Terry A. Venneberg Weekly

Topic of the Week  Excuses, Excuses: What Not To Say When You Skip a Day At Work

  • Minimize impact.
  • Truth. Avoid lying.
  • Telecommute

Excuses, Excuses: What Not To Say When You Skip a Day At Work

Juggling life and work is tough, so when I saw a study about why people miss work and the lies they use as excuses, I was hooked. Here are a few actual excuses given to managers. "My dog had a nervous breakdown." "My Grandmother was exhumed as part of a police investigation." You can't make this stuff up. "My toe got stuck in a faucet." "The sobriety tool wouldn't let my car start." And my favorite excuse for missing work, "I forgot that I had been hired."

Okay, now that you know the don'ts, how should you approach those times when work is really getting in the way of your life? CareerBuilder.com also discovered that 17% of companies have fired someone for lying about why they missed work. And another 14% admitted to driving by an employee's home to see if they were really home sick. Given that the stakes here are probably higher than you may have thought for getting caught lying about skipping out on work, here are four strategies for surviving a job and a life.

Minimize impact. Don't you hate it when a coworker disappears when you are overwhelmed with work? So do whatever you can to avoid doing that to others. Sure, sometimes you just can't juggle your schedule and you have to miss work. But often you can reschedule a doctor's appointment, sleep in on another day or run your errands later in the week if it means that you'll put less of a burden on your coworkers.

Problem 1: Repeat word for word the passage of the article on work excuses starting with "Okay, now that" and going on through "and a life.".

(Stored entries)
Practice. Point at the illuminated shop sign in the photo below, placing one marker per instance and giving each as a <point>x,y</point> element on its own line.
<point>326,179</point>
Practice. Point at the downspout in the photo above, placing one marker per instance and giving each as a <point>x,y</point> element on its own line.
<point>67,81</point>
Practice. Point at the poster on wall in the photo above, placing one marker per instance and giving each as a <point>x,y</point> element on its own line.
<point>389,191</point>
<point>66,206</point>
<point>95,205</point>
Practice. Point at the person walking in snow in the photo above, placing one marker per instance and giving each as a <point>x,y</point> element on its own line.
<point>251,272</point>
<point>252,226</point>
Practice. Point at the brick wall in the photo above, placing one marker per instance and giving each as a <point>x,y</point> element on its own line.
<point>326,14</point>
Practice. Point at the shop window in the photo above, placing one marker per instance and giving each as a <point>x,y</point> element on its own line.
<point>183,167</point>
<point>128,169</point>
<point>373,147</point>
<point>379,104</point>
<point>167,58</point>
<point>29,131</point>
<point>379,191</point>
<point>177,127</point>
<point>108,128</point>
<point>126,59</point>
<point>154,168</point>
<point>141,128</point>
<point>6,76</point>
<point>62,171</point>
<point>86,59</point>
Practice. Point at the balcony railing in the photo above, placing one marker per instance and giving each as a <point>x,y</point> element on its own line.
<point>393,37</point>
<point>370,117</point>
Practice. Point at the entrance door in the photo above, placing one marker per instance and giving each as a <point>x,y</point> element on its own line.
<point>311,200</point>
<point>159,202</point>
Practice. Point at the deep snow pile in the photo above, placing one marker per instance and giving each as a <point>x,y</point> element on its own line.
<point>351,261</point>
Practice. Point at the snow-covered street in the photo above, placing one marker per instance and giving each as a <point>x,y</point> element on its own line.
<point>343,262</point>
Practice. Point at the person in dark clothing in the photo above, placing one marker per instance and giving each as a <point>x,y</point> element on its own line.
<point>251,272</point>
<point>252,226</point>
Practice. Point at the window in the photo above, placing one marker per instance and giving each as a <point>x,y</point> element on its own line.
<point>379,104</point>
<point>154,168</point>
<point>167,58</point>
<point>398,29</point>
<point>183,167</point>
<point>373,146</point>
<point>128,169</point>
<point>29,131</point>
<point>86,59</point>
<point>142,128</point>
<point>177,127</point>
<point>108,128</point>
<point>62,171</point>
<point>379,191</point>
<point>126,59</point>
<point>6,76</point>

Problem 2: Arrange the stored entries as a numbered list, starting with the line with "Practice. Point at the brick" and going on through the line with "<point>326,14</point>", leaving out any blank lines.

Task output 1:
Okay, now that you know the don'ts, how should you approach those times when work is really getting in the way of your life? CareerBuilder.com also discovered that 17% of companies have fired someone for lying about why they missed work. And another 14% admitted to driving by an employee's home to see if they were really home sick. Given that the stakes here are probably higher than you may have thought for getting caught lying about skipping out on work, here are four strategies for surviving a job and a life.

Task output 2:
1. Practice. Point at the brick wall in the photo above, placing one marker per instance and giving each as a <point>x,y</point> element on its own line.
2. <point>326,14</point>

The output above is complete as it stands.